Requirement 1: Could you set down, word for word, the stretch of the article on the Labour Party leadership from "Kelly was never" through "to take over."?
----- Source extract
One always suspected a day like yesterday would come.
The day when Alan Kelly had enough of pretending to be happy with his party leader Brendan Howlin.
A day where he would knife his leader.
After several weeks of moaning from more than a dozen of the party’s 50 councillors, Kelly has now joined the chorus seeking a change in the leader.
Kelly was never happy with Howlin as leader or even in the manner in which he became leader.
After Labour’s disastrous general election in 2016, where they managed to survive with just seven TDs, Joan Burton resigned as leader.
What else could she do?
Kelly made no secret of the fact he wanted to be leader. Many councillors felt he was the man to save the party.
The only problem was that none of Kelly’s TD pals wanted him.
They leaned on Howlin, a reluctant candidate, to take over.
What conspired was a disgraceful act of arrogance and chicanery.
As none of the other six TDs would nominate Kelly, he was precluded from forcing a contest and Howlin was elected unopposed.
For supposedly the most democratic party, it was a stroke befitting Fianna Fáil of old.
That decision to exclude Kelly has poisoned the atmosphere and overshadowed Howlin’s tenure from the off.
Kelly’s decision not to attend Howlin’s first press conference was a petulant act but one could understand his annoyance on a human level.
Almost two and a half years into his term of office, the party has stagnated.
Reluctant to leave the party’s time in office behind him, Howlin stands accused by his own party councillors of failing to look to the future, be more aggressive in opposition and to make the party stand out in a crowded political field.
During the summer, a small rump of councillors including Noel Touhy, Mick Duff and Pamela Kearns broke ranks and called for Howlin to go.
Day after day, the numbers
In response, a group of 16 councillors loyal to Howlin wrote a statement saying they “disagree that a leadership change should be the focus of the party at this time”.
“The utterances of the last few days do not have the support of all Labour councillors and while we do support full membership engagement in any leadership election, we do not feel this is the right time for a change,” it says.
The statement was signed by the following Labour councillors:
Cllr Paul Bell; Cllr Ann Breen; Cllr Brendan Carr; Cllr. Bobby Ireton; Cllr Deirdre Kinsgton; Cllr George Lawlor; Cllr Brian McDonagh; Cllr Andrew Montague; Cllr Rebecca Moynihan;
Cllr Peter O’Brien; Cllr Dennis O’Callaghan; Cllr Rob O’Donoghue; Cllr Johnnie Penrose; Cllr Pio Smith; Cllr Grace Tallon; and Cllr Alex White.
But the dissenters were not to be deterred.
As reported by this newspaper, a group of 14 councillors led by Mick Duff sought an urgent meeting with Howlin to discuss their concerns.
He was defiant and refused saying it would be “unreasonable” to get people together before the planned meeting on September 16 in Drogheda.
He later made it known he was happy to meet councillors one to one but not in a group.
All the while, Kelly remained silent but he was subject to speculation as being behind the agitation.
He was away for a period but then penned a pointed piece in the Sunday Independent.
Without mentioning Howlin once, it was a devastating critique of his leader’s failings.
----------
----- Source data
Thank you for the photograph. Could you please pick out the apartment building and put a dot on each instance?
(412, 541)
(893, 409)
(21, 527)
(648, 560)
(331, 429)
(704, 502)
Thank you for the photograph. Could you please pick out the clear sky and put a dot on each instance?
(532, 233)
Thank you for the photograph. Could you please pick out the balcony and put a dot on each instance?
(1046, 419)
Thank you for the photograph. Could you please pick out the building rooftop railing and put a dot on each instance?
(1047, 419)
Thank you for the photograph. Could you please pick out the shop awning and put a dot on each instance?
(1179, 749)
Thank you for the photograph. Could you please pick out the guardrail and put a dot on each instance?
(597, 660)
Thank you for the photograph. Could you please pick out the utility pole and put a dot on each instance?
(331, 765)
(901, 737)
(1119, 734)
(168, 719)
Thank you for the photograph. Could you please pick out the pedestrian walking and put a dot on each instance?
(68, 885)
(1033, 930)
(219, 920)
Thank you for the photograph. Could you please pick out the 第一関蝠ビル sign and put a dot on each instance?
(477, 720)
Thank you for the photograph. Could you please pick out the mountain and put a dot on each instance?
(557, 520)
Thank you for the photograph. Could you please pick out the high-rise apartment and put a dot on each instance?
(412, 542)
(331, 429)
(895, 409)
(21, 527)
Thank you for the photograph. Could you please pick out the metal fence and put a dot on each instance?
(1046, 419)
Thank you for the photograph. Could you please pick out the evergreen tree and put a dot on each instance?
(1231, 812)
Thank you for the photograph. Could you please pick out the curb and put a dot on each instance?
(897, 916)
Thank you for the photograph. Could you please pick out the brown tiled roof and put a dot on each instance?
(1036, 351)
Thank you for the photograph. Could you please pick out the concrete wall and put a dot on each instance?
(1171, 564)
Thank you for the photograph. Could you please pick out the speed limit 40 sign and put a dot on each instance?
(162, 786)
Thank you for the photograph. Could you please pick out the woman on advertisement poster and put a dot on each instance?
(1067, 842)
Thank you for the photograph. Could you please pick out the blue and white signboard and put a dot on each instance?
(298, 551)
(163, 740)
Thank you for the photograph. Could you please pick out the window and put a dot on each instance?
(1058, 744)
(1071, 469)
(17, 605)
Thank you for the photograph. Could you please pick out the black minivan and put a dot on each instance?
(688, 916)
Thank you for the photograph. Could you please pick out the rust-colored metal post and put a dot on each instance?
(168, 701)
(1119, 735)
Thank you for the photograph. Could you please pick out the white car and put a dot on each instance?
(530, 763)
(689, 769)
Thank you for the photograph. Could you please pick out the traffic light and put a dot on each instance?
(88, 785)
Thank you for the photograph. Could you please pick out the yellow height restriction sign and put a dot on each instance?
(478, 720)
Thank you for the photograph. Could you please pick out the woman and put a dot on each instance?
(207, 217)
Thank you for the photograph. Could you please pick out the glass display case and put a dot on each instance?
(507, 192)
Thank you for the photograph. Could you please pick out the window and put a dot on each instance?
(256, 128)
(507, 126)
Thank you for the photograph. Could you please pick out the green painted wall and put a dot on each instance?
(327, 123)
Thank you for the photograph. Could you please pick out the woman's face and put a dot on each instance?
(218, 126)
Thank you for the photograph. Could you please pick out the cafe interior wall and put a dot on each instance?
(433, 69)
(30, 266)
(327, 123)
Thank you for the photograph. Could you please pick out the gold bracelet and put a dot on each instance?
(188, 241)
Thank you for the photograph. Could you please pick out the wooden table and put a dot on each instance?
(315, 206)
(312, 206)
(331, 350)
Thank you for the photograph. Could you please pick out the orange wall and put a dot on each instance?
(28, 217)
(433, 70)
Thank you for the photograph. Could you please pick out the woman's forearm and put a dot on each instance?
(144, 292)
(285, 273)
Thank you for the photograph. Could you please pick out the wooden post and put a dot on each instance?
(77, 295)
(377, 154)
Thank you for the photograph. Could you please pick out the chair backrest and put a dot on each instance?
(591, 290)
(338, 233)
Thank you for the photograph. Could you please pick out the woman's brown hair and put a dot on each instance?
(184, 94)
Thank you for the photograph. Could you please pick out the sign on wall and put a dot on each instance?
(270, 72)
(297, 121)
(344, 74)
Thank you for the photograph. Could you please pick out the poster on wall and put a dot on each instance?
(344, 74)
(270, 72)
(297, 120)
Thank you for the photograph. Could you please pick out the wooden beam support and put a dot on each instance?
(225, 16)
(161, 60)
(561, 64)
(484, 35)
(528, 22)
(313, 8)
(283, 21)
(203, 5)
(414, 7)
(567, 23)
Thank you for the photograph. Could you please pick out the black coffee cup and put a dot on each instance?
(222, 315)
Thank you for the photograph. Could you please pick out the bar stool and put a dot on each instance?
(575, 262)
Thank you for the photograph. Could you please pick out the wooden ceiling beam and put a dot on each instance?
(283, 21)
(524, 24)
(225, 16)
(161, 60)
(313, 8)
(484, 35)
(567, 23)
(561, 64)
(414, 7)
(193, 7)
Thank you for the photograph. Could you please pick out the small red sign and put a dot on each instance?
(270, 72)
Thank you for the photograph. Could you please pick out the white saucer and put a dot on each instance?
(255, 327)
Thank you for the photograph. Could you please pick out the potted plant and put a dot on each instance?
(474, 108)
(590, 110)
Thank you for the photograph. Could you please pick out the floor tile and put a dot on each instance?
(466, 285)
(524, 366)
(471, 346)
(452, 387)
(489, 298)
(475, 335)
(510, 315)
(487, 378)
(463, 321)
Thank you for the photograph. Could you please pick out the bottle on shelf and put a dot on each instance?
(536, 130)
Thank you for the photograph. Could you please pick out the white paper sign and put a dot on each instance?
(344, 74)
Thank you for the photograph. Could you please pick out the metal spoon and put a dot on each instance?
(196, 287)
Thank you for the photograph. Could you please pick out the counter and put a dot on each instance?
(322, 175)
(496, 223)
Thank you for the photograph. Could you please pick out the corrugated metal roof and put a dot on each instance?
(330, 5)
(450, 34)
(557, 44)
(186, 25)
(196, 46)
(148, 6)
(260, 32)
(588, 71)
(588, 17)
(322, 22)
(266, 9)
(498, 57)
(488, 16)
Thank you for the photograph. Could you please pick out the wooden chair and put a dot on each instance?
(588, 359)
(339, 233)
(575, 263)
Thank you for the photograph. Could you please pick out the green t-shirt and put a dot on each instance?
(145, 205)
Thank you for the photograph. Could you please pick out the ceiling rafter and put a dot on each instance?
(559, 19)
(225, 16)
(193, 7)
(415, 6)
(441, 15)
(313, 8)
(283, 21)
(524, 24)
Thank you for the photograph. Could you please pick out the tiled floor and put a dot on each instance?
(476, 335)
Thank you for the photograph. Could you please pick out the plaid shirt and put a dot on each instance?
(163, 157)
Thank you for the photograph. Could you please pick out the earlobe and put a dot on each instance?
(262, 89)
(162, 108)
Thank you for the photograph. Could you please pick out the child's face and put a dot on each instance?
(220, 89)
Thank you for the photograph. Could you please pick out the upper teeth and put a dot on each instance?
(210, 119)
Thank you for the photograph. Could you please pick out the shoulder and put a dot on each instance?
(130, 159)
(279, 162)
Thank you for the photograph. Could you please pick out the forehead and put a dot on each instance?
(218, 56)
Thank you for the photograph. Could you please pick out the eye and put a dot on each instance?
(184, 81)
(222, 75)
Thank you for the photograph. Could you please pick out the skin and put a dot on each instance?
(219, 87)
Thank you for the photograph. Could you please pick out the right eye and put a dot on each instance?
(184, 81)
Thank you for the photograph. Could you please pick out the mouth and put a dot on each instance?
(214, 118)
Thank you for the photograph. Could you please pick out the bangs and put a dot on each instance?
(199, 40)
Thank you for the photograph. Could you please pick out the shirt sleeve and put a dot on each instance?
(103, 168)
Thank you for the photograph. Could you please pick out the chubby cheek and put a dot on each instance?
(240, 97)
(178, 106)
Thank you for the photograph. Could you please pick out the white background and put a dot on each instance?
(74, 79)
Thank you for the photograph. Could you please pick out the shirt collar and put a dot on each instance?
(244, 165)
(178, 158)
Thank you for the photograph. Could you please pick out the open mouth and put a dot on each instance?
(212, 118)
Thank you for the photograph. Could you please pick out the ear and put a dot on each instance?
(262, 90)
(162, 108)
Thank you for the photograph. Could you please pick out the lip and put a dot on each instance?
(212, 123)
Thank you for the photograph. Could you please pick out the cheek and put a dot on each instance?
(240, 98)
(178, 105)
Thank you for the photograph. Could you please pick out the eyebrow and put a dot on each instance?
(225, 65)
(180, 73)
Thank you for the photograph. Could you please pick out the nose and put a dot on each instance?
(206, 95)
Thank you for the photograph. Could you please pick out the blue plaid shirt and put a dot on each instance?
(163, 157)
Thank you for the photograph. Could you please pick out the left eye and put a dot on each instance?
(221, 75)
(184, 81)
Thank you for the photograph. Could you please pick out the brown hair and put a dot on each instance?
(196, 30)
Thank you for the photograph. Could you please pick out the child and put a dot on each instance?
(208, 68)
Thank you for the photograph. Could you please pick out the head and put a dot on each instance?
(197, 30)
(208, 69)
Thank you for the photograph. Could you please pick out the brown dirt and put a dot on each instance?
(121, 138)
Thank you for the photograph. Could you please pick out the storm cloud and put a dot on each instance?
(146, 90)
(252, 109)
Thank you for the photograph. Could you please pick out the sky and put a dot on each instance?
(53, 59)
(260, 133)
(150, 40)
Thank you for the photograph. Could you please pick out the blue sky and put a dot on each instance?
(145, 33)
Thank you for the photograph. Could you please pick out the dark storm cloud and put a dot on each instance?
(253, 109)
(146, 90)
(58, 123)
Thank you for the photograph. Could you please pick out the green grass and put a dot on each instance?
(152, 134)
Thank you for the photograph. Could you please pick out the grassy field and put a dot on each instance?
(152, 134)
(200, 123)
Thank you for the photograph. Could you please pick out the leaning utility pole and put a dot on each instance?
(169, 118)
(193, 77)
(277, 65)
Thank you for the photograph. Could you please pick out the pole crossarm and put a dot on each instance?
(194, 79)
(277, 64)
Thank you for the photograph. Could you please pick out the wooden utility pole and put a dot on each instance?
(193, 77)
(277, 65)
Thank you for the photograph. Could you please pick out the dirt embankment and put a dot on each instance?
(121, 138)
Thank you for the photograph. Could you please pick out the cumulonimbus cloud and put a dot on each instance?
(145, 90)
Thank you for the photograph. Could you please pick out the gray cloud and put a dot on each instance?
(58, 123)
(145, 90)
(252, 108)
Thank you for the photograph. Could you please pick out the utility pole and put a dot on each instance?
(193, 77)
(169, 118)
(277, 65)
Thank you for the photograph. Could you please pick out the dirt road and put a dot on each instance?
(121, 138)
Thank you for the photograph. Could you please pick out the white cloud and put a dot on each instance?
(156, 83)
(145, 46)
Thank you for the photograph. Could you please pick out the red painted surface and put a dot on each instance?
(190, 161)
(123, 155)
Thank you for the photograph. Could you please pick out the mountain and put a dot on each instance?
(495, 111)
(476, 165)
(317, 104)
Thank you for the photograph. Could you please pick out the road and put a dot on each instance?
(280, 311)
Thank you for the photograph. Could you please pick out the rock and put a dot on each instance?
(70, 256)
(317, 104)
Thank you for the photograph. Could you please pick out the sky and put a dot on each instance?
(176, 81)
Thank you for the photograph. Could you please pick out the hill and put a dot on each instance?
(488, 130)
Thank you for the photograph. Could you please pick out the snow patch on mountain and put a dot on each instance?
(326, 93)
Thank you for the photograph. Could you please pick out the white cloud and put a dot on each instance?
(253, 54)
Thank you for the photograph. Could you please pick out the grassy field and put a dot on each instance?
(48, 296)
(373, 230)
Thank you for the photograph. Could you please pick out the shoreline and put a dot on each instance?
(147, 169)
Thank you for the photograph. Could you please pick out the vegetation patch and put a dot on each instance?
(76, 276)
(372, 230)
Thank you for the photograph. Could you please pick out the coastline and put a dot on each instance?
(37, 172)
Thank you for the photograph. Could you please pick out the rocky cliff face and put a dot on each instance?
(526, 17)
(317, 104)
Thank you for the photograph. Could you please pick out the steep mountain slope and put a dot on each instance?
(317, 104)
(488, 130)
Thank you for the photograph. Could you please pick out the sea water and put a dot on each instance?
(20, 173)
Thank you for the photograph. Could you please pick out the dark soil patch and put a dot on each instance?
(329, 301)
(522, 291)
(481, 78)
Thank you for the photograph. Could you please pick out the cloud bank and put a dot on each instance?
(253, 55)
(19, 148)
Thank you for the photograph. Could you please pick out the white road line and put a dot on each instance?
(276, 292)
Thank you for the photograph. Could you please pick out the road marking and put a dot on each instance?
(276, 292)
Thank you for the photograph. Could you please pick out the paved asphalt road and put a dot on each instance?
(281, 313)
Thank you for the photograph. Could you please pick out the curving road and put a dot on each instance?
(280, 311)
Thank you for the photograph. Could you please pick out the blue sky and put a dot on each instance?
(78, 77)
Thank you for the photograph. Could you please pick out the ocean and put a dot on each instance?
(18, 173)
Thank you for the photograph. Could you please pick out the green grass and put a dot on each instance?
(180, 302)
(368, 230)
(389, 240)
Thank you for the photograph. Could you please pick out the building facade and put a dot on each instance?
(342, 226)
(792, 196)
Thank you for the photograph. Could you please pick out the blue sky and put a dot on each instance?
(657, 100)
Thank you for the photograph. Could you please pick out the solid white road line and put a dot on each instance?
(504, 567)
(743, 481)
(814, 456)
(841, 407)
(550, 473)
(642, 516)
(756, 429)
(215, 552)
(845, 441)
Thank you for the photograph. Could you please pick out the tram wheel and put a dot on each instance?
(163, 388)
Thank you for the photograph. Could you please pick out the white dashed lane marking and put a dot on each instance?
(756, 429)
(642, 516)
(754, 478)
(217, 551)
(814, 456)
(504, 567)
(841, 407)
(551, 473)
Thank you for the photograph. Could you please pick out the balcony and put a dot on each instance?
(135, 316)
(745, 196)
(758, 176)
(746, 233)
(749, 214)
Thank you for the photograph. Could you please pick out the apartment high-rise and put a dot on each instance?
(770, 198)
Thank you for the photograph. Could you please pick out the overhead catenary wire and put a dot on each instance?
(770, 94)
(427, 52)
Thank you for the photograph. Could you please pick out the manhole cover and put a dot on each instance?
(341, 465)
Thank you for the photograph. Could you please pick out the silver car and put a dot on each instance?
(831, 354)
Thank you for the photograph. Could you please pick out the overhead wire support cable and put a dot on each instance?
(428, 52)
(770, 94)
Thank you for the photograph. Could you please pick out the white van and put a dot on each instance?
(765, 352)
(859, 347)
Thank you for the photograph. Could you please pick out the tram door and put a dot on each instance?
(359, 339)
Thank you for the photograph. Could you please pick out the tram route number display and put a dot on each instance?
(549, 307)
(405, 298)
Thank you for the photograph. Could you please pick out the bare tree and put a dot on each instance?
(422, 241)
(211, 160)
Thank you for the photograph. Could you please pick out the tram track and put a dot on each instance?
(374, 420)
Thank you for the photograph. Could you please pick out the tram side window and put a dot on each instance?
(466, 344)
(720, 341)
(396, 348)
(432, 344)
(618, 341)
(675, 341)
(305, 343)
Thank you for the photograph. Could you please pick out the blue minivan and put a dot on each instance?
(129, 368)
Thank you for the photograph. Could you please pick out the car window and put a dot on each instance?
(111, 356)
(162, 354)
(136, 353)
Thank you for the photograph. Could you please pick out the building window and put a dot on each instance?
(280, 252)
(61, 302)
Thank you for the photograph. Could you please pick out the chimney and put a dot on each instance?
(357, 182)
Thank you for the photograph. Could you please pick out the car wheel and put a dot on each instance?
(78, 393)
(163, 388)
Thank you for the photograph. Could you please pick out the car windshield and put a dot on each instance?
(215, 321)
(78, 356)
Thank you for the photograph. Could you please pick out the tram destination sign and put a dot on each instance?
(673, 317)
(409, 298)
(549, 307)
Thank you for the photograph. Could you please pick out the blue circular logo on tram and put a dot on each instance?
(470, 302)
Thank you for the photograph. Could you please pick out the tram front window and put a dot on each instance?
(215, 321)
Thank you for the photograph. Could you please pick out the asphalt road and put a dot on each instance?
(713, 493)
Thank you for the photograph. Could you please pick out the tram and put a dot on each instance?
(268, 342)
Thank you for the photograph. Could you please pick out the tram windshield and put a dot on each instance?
----------
Requirement 2: Can you extract, unchanged, the stretch of the records from their very first line through the line containing "(1179, 749)", that line included?

Expected answer 1:
Kelly was never happy with Howlin as leader or even in the manner in which he became leader.
After Labour’s disastrous general election in 2016, where they managed to survive with just seven TDs, Joan Burton resigned as leader.
What else could she do?
Kelly made no secret of the fact he wanted to be leader. Many councillors felt he was the man to save the party.
The only problem was that none of Kelly’s TD pals wanted him.
They leaned on Howlin, a reluctant candidate, to take over.

Expected answer 2:
Thank you for the photograph. Could you please pick out the apartment building and put a dot on each instance?
(412, 541)
(893, 409)
(21, 527)
(648, 560)
(331, 429)
(704, 502)
Thank you for the photograph. Could you please pick out the clear sky and put a dot on each instance?
(532, 233)
Thank you for the photograph. Could you please pick out the balcony and put a dot on each instance?
(1046, 419)
Thank you for the photograph. Could you please pick out the building rooftop railing and put a dot on each instance?
(1047, 419)
Thank you for the photograph. Could you please pick out the shop awning and put a dot on each instance?
(1179, 749)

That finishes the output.